## DIRECTIONS
- a) From the account of the two horses, list the activities Faith carried on with despite her injured eye.
- b) Reproduce the passage in the account of the two horses starting at "The two horses" and ending at "otherwise healthy animal.".

## TEXT PROVIDED
▼▼▼
Faith’s eye exploded but she probably didn’t know, except for the pain that a ruptured eye must cause.
The eye – her right – was already gone. The dull smoke-gray orb did little more than indicate where sight once was but had long since gone.
The weeping organ washed her cheek so that it was soaked with discharge, but despite blinking it closed and wincing as it shut, she carried on as she always had – eating, seeking new things to eat and ensuring she wasn’t left too far from her bonded pasture mate, Grace.
The two horses came together. Faith, a short, fiery and explosively fast quarter horse, Grace a giant slow but overly sympathetic and love-filled clumsy draft horse. They met in a shared stall at the Gleason, Tennessee, livestock auction the week before Christmas 2021. Both were several hundred pounds underweight, sickly and weak. Their skin hung from their bones, which were plainly visible, yet their hair moved and wavered because of lice, which are usually unable to take ownership of an otherwise healthy animal.
▲▲▲
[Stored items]
▼▼▼
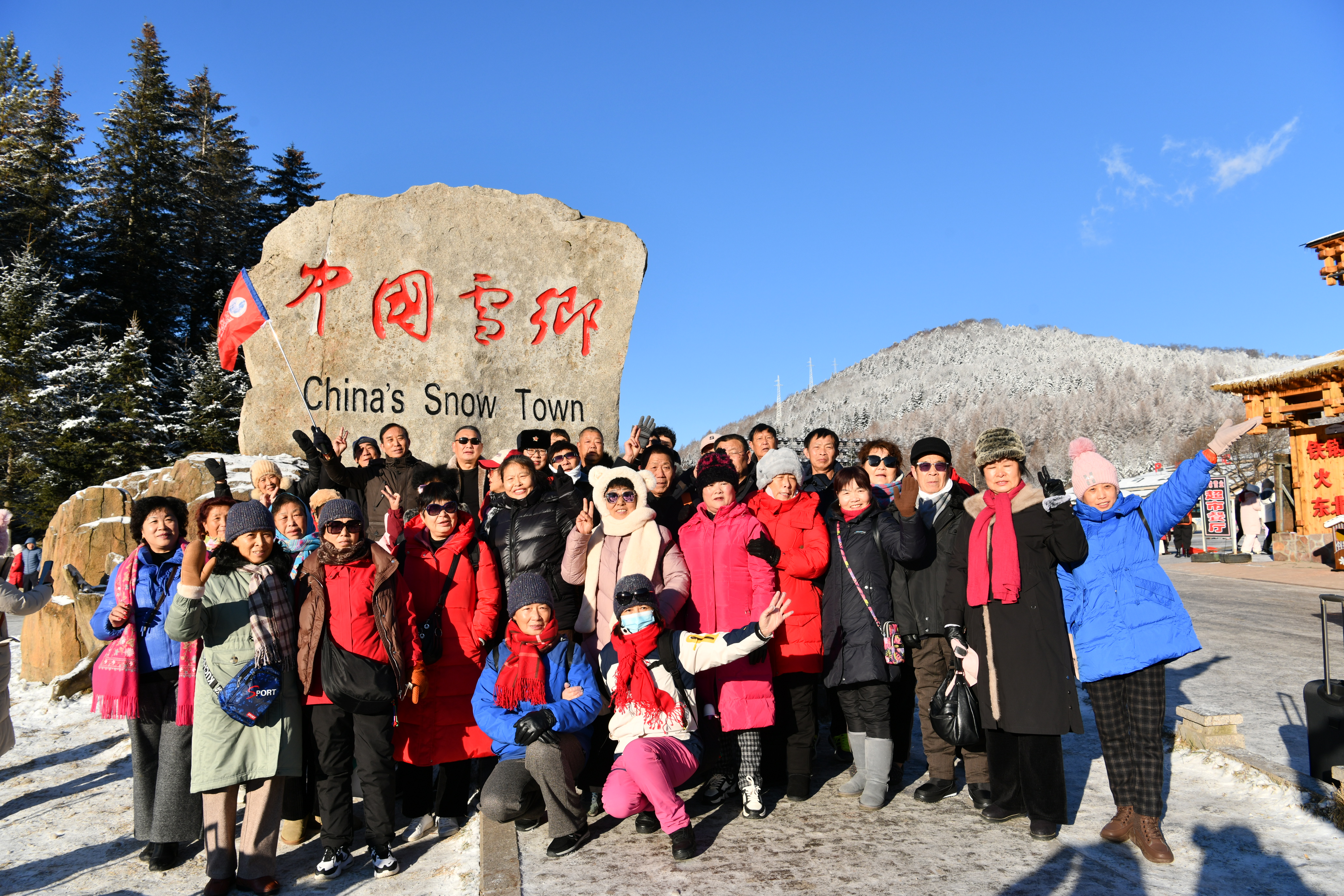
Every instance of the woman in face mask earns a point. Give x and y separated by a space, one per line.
730 586
627 539
650 669
799 550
▲▲▲
## SOLUTIONS BY TASK
- a)
- Eating
- Seeking new things to eat
- Ensuring she wasn't left too far from her bonded pasture mate, Grace

- b)
The two horses came together. Faith, a short, fiery and explosively fast quarter horse, Grace a giant slow but overly sympathetic and love-filled clumsy draft horse. They met in a shared stall at the Gleason, Tennessee, livestock auction the week before Christmas 2021. Both were several hundred pounds underweight, sickly and weak. Their skin hung from their bones, which were plainly visible, yet their hair moved and wavered because of lice, which are usually unable to take ownership of an otherwise healthy animal.